• **Instructions for the task**
Format the records below as a JSON list of strings with one string per line, skipping blank lines and leaving out the pictures.

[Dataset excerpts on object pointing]
----
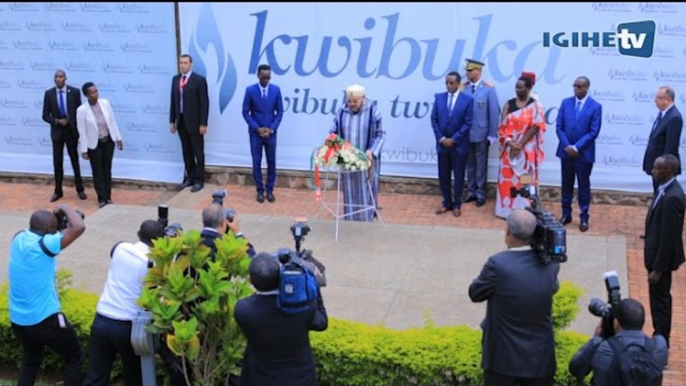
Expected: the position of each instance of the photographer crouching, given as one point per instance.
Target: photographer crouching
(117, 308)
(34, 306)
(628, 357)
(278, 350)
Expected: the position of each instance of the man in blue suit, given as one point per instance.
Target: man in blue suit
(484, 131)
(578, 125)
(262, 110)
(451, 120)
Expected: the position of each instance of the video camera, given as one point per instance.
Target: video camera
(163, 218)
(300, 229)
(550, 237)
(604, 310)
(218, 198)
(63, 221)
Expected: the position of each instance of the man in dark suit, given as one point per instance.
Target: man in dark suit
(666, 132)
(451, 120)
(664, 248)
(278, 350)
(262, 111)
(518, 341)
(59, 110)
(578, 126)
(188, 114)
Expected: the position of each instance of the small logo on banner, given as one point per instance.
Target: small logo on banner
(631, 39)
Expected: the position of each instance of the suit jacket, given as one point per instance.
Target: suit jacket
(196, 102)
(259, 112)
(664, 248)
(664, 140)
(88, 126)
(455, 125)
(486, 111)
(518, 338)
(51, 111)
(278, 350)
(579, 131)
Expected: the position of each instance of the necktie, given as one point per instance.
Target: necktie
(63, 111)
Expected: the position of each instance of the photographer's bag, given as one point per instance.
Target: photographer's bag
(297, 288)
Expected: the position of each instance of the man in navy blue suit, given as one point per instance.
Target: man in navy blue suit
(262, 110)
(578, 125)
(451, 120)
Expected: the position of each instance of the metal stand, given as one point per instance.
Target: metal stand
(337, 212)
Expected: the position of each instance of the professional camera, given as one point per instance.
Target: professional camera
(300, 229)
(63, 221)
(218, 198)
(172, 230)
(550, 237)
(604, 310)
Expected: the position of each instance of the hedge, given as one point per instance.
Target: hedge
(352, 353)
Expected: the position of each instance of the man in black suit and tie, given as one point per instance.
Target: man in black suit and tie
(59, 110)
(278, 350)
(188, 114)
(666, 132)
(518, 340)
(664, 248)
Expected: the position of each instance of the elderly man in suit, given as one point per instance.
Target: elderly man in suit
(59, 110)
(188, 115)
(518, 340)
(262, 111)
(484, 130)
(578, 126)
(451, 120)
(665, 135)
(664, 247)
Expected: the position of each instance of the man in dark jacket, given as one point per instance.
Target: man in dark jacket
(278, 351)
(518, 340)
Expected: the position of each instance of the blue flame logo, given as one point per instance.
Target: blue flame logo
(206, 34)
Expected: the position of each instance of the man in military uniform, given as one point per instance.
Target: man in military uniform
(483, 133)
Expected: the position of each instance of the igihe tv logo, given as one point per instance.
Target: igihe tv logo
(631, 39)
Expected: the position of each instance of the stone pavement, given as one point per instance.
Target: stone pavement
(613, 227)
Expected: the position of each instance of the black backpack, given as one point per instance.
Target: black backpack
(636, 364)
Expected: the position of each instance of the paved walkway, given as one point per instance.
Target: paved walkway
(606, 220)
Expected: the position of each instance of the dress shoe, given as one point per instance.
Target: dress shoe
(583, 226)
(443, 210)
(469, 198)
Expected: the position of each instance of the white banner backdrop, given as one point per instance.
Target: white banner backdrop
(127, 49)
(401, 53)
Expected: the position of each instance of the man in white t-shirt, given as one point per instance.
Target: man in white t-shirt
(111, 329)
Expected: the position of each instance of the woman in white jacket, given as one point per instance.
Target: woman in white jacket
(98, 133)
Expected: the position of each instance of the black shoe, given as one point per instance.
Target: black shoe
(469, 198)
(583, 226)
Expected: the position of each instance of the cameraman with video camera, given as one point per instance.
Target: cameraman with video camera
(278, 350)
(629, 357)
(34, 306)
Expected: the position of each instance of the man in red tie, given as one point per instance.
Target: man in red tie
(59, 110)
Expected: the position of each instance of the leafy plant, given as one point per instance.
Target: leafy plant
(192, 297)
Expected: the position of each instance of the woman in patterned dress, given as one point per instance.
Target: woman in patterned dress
----
• **Answer**
[
  "Expected: the position of each instance of the photographer crouching, given as one point per instance.",
  "Target: photographer crouching",
  "(117, 308)",
  "(34, 306)",
  "(628, 357)",
  "(278, 350)",
  "Expected: the position of each instance of the man in blue suit, given as one point per instance.",
  "Target: man in blue suit",
  "(484, 131)",
  "(578, 125)",
  "(262, 110)",
  "(451, 120)",
  "Expected: the position of each instance of the video camera, given as one point per instance.",
  "Target: video camera",
  "(163, 218)",
  "(300, 229)",
  "(550, 237)",
  "(604, 310)",
  "(218, 198)",
  "(63, 221)",
  "Expected: the position of each instance of the man in dark suit, given as one point per instance.",
  "Target: man in dark suit",
  "(666, 132)",
  "(451, 120)",
  "(664, 248)",
  "(278, 350)",
  "(262, 111)",
  "(518, 341)",
  "(59, 110)",
  "(578, 126)",
  "(188, 114)",
  "Expected: the position of each instance of the small logo on banner, given as one point per instance.",
  "Target: small logo on banner",
  "(631, 39)",
  "Expected: the position of each instance of the suit jacket, given as one point per instance.",
  "Target: suit jacket",
  "(196, 102)",
  "(259, 112)",
  "(664, 248)",
  "(664, 140)",
  "(88, 126)",
  "(455, 125)",
  "(486, 111)",
  "(518, 338)",
  "(51, 111)",
  "(278, 350)",
  "(579, 131)",
  "Expected: the position of each instance of the necktie, given as one point per instance.",
  "Target: necktie",
  "(63, 111)",
  "Expected: the position of each instance of the photographer's bag, given as one point per instance.",
  "Target: photographer's bag",
  "(297, 288)",
  "Expected: the position of each instance of the man in navy blue suit, given as one point per instance.",
  "Target: man in navy blue suit",
  "(262, 110)",
  "(578, 125)",
  "(451, 120)",
  "Expected: the position of each instance of the metal stand, given as one point per instance.",
  "Target: metal stand",
  "(337, 212)",
  "Expected: the position of each instance of the professional camera, given as one point per instance.",
  "Target: professional camera",
  "(300, 229)",
  "(63, 221)",
  "(218, 198)",
  "(172, 230)",
  "(550, 237)",
  "(604, 310)",
  "Expected: the position of each instance of the hedge, given as one point per instance.",
  "Target: hedge",
  "(352, 353)",
  "Expected: the position of each instance of the man in black suit and tie, given as one point per instance.",
  "Target: man in black suit and tie",
  "(59, 110)",
  "(278, 350)",
  "(188, 114)",
  "(666, 132)",
  "(518, 340)",
  "(664, 248)",
  "Expected: the position of each instance of the elderly man in suit, given as one point per instance.",
  "Target: elderly man in suit",
  "(59, 110)",
  "(188, 115)",
  "(518, 340)",
  "(262, 111)",
  "(484, 130)",
  "(578, 126)",
  "(451, 120)",
  "(665, 135)",
  "(664, 247)",
  "Expected: the position of each instance of the man in dark jacket, given as one point per instance.",
  "Target: man in dark jacket",
  "(278, 351)",
  "(518, 340)",
  "Expected: the position of each instance of the blue flame logo, given as one point per instance.",
  "Target: blue flame logo",
  "(206, 34)",
  "Expected: the position of each instance of the man in military uniform, given as one point per instance.",
  "Target: man in military uniform",
  "(483, 133)",
  "Expected: the position of each instance of the igihe tv logo, given as one point per instance.",
  "Target: igihe tv logo",
  "(631, 39)",
  "Expected: the position of each instance of the stone pavement, given as one point per instance.",
  "Target: stone pavement",
  "(613, 227)",
  "Expected: the position of each instance of the black backpack, given as one point per instance.",
  "Target: black backpack",
  "(636, 364)",
  "Expected: the position of each instance of the paved walkway, given as one point per instance.",
  "Target: paved walkway",
  "(606, 220)",
  "Expected: the position of each instance of the dress shoe, given as one point per instance.",
  "Target: dress shoe",
  "(583, 226)",
  "(443, 210)",
  "(469, 198)",
  "Expected: the position of each instance of the white banner backdrop, given as one point per instance.",
  "Target: white banner backdrop",
  "(127, 49)",
  "(401, 53)",
  "Expected: the position of each instance of the man in white t-shirt, given as one point per instance.",
  "Target: man in white t-shirt",
  "(111, 329)",
  "Expected: the position of each instance of the woman in white jacket, given as one point per instance.",
  "Target: woman in white jacket",
  "(98, 133)",
  "Expected: the position of each instance of the black shoe, given as one point per instance.",
  "Target: black shoe",
  "(469, 198)",
  "(583, 226)",
  "Expected: the position of each instance of the cameraman with video camera, given as one point per instance.",
  "Target: cameraman with video camera",
  "(278, 350)",
  "(629, 357)",
  "(34, 306)",
  "Expected: the position of each instance of the man in red tie, given as one point per instance.",
  "Target: man in red tie",
  "(59, 110)",
  "Expected: the position of each instance of the leafy plant, given as one point per instance.",
  "Target: leafy plant",
  "(192, 297)",
  "Expected: the position of each instance of the woman in patterned dress, given as one point per instance.",
  "Target: woman in patterned dress"
]